- _INSTRUCTIONS TO FOLLOW_: Write out the entries below word for word, from their start up to and including the line with "[(111, 259), (303, 239)]". Leave the pictures out of your copy.

- _EXERCISE DATA_:
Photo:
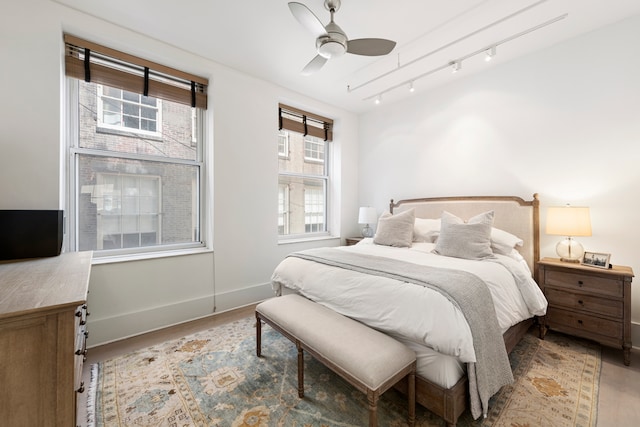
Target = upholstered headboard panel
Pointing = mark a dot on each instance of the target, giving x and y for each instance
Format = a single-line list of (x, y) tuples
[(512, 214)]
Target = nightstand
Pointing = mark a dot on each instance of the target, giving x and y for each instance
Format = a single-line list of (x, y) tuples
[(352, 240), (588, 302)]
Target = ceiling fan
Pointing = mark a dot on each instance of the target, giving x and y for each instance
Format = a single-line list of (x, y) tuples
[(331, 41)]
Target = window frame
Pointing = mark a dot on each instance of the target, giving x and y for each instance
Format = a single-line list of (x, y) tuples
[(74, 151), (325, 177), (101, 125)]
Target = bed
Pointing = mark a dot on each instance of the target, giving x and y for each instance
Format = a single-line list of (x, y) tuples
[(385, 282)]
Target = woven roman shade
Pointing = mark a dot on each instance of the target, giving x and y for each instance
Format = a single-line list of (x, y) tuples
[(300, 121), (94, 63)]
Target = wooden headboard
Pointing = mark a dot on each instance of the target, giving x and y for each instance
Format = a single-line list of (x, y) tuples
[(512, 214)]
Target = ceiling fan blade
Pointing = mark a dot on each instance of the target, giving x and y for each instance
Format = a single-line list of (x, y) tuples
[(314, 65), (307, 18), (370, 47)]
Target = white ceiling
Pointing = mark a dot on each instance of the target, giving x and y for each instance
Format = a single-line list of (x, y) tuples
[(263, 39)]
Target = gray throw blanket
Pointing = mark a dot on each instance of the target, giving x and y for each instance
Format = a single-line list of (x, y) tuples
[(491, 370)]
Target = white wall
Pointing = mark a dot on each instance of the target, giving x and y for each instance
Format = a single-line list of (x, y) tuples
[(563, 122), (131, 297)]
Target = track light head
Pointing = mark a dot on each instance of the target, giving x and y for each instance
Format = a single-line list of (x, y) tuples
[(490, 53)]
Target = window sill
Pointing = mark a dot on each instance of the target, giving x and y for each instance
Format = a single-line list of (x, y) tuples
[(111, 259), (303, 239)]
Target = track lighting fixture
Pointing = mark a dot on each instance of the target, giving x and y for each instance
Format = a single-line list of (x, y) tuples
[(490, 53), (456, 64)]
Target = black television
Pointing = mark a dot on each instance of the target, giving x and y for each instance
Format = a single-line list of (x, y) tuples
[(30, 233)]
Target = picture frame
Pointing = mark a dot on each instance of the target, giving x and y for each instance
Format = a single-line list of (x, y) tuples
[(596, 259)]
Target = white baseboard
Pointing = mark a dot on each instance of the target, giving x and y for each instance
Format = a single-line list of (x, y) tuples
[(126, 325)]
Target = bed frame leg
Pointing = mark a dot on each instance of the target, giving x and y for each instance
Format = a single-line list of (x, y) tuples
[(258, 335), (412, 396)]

- _REPLY TO THE EXERCISE_:
Photo:
Target = upholstered headboard panel
Pointing = mark a dot on each instance of the target, giving x and y for each instance
Format = a single-line list of (x, y) tuples
[(512, 214)]
Target = nightstand
Pointing = mark a dot on each instance of the target, giving x and y for each instance
Format = a single-line list of (x, y) tuples
[(352, 240), (588, 302)]
Target = ceiling fan
Pointing = mark a dot on each instance of the target, giving x and y for each instance
Format = a single-line list of (x, y) tuples
[(331, 41)]
Target = window frame
Pointing = mark a dot on each instance of the target, giving x and y for each instance
Format = a single-line list of (x, y) tuples
[(74, 151), (325, 177), (101, 125)]
Target = bed
Pointing = mark a dot on each instance of the target, giving x and y for each instance
Format = a single-line list of (x, y) tuples
[(385, 282)]
Target = woven roman shade
Pointing = mark a dot on each instance of the target, giving x and y for each instance
Format = a single-line list of (x, y) tuples
[(300, 121), (94, 63)]
Target = wooden headboard
Pointing = mark a dot on each instance of the target, giving x and y for each instance
Format = a single-line list of (x, y) tuples
[(512, 214)]
Target = ceiling fan blade
Pointing = mark a dot on each instance of the target, giving x and y for each instance
Format = a single-line list of (x, y) tuples
[(314, 65), (307, 18), (370, 47)]
Target = white ceiling
Pointing = mark a dot on each instance of the target, giving x and y for each instance
Format = a single-line list of (x, y) tuples
[(263, 39)]
Target = gray throw blanket
Pointing = mark a dot on each instance of the target, giving x and y for each instance
Format = a single-line list of (x, y) tuples
[(491, 370)]
Target = white wall
Pointing = mark a dot on each instance of the target, giving x and y for each instance
Format = a single-line list of (x, y) tuples
[(563, 122), (131, 297)]
Target = track light head
Pointing = mark a dot on each instance of the target, giving x and y for each instance
Format = a single-line list of (x, y) tuples
[(490, 53)]
Target = window sill
Pointing = mark a dot on each instance of the target, giving x and y for each instance
Format = a single-line list of (x, y) tuples
[(111, 259), (303, 239)]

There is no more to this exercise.